■ **Excerpt**:

========

I'm a local kook in my own family because of my increasingly strident political stances and even in the bluest district of the bluest state of an increasingly blue country I can still find myself at a dinner table with ignorant right wing lunatics and racists (but I'm being tautological) and I sometimes feel like Jesse Jackson at a Klan rally.
I do not apologize for educating myself in matters such as constitutional law, the media, US history, presidential lore, the legislative process, knowing who's who. I pride myself on knowing what I know now. Four years ago, I literally wouldn't have recognized Karl Rove if I shared an elevator with him. Nowadays, name any member of congress and chances are I'll be able to tell you what state or district they represent and even who'd donated to their campaigns without having to run to Google.
Will I ever be a big dog? Not a fucking chance, even if I sell my novel for a zillion dollars. Too many people hate me and when it's time to start nominating blogs for awards whatever place in which I'm bloviating is probably literally the last place anyone will think of. Which is fine. I didn't get into this business to win awards that don't mean jack shit in the meat world. Sure, recognition and some appreciation would go a long way but that's ancillary. It's always been about getting people to think, feel and making more informed choices on election day. In short, getting the other 99% of the adult population to care again.
For the most part, my personal education aside, I consider the last four years and the countless thousands of hours I've spent in bloggerdom to be an utter waste of time and a failure. I wish I'd never gotten involved in blogging and also wish I'd written American Zen and those other three novels years ago. But any longterm failure is really more a reflection of the petty politics of political blogging and the cloistered, clannish community of the A listers who regularly listen in on conference calls with the likes of Ted Kennedy and visit Bill Clinton in his Harlem office. (Did you know that the A listers have their own secret email list that excludes the rest of us?).

========

■ **Records provided**:

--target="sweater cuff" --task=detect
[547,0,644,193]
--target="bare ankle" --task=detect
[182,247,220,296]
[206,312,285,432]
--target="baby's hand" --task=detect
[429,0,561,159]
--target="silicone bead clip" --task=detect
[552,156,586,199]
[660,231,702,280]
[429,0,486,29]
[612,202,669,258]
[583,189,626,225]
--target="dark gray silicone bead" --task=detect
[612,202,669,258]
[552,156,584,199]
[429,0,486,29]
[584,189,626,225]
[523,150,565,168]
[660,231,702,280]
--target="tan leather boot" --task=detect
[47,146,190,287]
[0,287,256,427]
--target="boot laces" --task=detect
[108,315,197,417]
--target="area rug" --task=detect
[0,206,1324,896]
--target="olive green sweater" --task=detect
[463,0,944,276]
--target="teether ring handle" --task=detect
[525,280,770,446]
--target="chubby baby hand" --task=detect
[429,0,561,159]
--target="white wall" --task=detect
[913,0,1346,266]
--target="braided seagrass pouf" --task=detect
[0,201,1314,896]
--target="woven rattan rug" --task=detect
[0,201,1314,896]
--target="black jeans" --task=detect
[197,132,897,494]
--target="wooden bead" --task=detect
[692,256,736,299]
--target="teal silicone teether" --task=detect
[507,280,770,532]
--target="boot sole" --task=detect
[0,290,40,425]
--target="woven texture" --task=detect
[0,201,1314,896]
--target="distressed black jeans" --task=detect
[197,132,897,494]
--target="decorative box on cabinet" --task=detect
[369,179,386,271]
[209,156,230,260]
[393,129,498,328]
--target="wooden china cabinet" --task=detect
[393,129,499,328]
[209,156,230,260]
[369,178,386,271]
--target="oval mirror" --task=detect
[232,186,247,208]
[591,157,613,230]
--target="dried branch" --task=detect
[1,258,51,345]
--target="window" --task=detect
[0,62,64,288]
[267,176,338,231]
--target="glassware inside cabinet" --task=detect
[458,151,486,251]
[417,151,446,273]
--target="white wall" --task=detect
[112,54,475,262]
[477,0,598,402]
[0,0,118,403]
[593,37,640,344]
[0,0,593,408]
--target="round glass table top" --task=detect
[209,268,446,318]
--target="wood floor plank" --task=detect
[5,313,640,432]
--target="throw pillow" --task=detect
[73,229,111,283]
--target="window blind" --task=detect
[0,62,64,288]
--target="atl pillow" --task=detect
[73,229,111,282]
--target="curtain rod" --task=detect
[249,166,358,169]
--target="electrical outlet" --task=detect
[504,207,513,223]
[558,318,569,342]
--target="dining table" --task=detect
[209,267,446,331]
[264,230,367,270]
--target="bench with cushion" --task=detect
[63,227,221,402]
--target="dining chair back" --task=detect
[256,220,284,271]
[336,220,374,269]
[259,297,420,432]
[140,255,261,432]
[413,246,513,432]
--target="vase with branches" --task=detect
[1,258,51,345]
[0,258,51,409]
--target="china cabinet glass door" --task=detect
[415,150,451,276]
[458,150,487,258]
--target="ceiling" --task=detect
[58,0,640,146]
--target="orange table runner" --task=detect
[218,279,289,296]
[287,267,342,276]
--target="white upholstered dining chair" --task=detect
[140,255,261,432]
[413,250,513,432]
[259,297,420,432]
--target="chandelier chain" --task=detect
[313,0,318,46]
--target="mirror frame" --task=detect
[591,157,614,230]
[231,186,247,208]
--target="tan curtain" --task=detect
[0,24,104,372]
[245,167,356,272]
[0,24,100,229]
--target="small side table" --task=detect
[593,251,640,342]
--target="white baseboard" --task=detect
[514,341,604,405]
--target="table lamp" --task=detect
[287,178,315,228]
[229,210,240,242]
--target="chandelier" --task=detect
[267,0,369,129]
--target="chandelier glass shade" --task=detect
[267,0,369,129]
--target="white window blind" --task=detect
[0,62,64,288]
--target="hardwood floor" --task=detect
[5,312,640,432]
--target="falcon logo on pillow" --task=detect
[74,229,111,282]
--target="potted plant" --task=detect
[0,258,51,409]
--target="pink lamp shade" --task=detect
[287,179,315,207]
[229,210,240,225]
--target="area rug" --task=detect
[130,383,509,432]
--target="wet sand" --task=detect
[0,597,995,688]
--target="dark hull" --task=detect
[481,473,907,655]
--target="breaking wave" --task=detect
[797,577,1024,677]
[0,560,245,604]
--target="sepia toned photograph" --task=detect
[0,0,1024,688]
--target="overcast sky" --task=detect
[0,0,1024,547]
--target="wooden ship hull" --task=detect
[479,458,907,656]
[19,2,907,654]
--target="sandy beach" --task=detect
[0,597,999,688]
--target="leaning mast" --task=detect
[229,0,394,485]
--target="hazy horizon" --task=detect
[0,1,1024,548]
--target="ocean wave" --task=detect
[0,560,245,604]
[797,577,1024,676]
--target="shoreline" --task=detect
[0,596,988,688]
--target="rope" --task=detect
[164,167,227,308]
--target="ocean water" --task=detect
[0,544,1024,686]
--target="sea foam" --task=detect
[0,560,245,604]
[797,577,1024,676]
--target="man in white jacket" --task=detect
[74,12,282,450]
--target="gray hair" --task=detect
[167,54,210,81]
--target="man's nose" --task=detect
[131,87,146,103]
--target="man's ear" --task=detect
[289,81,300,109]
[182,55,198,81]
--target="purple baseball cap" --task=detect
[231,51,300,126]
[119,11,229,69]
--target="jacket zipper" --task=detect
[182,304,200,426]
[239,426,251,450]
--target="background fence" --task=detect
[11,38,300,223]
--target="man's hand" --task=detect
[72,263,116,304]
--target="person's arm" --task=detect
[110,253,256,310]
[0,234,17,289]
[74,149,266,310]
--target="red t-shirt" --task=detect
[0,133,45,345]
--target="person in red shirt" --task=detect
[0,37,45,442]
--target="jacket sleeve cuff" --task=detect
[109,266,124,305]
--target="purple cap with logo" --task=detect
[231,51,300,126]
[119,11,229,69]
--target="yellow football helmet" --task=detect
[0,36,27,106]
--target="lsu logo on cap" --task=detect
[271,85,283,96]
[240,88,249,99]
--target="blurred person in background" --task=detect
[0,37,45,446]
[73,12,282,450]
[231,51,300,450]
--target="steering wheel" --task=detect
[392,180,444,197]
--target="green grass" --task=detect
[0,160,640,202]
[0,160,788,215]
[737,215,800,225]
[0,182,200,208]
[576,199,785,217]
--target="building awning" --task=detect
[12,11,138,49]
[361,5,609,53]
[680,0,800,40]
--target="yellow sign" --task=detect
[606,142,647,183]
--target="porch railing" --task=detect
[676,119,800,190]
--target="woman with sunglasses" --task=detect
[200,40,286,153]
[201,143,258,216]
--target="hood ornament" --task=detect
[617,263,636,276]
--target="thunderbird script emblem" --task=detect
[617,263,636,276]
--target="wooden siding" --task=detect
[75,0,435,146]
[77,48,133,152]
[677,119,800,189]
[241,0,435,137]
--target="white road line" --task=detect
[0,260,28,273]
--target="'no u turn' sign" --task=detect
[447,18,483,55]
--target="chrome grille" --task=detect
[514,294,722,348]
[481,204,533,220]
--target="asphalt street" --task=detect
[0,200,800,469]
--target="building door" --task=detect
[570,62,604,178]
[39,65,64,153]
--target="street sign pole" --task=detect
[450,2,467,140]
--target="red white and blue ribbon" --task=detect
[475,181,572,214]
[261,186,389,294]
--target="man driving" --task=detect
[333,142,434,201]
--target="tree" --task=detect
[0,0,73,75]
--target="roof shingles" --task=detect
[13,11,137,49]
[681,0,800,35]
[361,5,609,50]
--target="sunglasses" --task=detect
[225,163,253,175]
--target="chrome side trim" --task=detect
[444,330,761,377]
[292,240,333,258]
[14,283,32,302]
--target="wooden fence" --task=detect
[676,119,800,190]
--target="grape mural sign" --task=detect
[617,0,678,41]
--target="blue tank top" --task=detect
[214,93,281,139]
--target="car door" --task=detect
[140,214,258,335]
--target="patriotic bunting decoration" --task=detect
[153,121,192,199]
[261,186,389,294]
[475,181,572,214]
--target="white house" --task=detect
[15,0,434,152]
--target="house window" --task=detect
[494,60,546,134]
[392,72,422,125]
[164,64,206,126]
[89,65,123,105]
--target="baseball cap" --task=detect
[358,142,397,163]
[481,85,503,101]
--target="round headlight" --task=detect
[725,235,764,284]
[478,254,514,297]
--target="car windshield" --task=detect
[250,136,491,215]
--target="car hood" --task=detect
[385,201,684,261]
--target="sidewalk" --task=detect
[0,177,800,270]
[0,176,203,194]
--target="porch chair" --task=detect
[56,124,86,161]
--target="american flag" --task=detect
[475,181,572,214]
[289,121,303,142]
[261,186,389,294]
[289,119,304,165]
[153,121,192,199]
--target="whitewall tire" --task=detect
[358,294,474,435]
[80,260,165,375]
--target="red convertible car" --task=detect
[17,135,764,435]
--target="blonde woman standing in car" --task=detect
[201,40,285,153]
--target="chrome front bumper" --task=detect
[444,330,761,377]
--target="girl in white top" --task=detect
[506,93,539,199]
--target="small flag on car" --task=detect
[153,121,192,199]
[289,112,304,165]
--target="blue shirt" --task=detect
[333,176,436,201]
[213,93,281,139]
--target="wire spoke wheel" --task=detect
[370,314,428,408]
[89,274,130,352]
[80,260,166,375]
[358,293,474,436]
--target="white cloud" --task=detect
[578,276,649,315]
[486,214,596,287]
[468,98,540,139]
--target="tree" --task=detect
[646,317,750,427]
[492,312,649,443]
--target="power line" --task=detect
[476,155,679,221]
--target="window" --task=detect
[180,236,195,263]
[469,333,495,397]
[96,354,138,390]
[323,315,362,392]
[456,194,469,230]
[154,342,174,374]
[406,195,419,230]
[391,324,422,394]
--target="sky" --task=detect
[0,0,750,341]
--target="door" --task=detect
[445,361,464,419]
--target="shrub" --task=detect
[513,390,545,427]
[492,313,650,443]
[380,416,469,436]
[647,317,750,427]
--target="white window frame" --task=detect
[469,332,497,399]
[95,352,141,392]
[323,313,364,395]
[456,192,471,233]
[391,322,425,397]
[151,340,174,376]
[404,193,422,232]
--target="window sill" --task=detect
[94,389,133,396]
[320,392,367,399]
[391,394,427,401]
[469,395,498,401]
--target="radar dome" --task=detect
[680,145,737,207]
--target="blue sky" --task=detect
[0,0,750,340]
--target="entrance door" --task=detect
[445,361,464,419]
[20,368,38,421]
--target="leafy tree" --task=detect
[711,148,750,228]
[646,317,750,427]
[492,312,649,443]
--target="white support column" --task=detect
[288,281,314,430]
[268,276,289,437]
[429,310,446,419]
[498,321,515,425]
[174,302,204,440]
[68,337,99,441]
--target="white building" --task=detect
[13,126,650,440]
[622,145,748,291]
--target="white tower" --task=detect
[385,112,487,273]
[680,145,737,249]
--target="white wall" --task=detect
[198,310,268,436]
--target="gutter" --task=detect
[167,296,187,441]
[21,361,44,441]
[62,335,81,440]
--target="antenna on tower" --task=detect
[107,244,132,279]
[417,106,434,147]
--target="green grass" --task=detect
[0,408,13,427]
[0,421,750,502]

========

■ **Exercises to complete**:
[a] Name every subject the writer of the blogging excerpt says they have educated themselves in.
[b] Print the stretch of the blogging excerpt from "I do not apologize" through "run to Google.".
[c] Proceed with the blogging excerpt, picking up after its final sentence.

■ **Responses for each task**:
[a] constitutional law, the media, US history, presidential lore, the legislative process, knowing who's who

[b]
I do not apologize for educating myself in matters such as constitutional law, the media, US history, presidential lore, the legislative process, knowing who's who. I pride myself on knowing what I know now. Four years ago, I literally wouldn't have recognized Karl Rove if I shared an elevator with him. Nowadays, name any member of congress and chances are I'll be able to tell you what state or district they represent and even who'd donated to their campaigns without having to run to Google.

[c]
Fuck 'em all, I say. I was never an A lister, not even a B lister 99.9% of the time but I'm damned proud that I held their feet to the fire and tried to keep them honest. Most of them don't deserve superstar status or access to the political elite or the mainstream media. I didn't get in to this to get my puss plastered on TV or win useless awards that will not one iota improve my lot in life. I got into this dirty, thankless game to get people to think, rethink and maybe to start blogs of their own, to show them through my example that sometimes, for brief periods of time, blogging can actually transcend mere wordsmithing into something in which we can be proud, in offering a tiny slice of the world a tiny slice of a human mind, a mind forever incomplete but in a continual, Protean state of neverending education.
And for those who've been on the wild ride and long, strange trip with me, I thank you and curse you when I want to throw in the fucking towel and a kind, encouraging word from a few won't let me and pull me back in. Of course, it's not you who pull me back in: It's really me getting myself off the floor.